[Polygon annotations for photos]
++++++++++

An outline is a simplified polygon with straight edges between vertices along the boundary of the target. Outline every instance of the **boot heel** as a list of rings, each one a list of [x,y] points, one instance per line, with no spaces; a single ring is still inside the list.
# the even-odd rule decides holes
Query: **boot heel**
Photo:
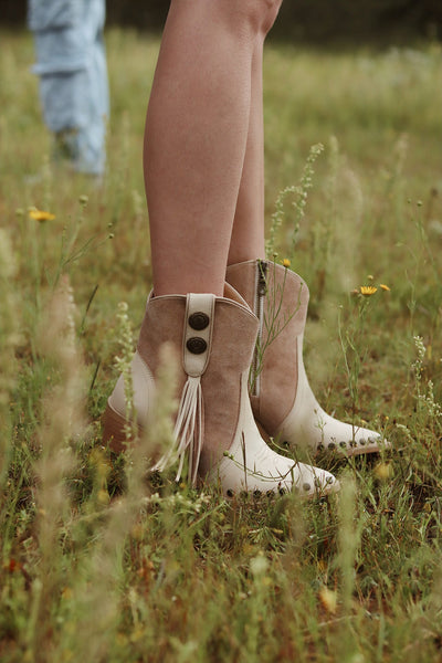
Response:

++++++++++

# Written task
Copy the records above word for word, leaving out the pictures.

# Finished exercise
An outline is a simplified polygon with straight edges between vertices along the boundary of the target. Outline every instance of the **boot heel** as a list of rings, each one a list of [x,y] points, one instance per line, with no spaces; a single ring is still inside the list.
# the even-odd rule decides holes
Query: **boot heel**
Photo:
Response:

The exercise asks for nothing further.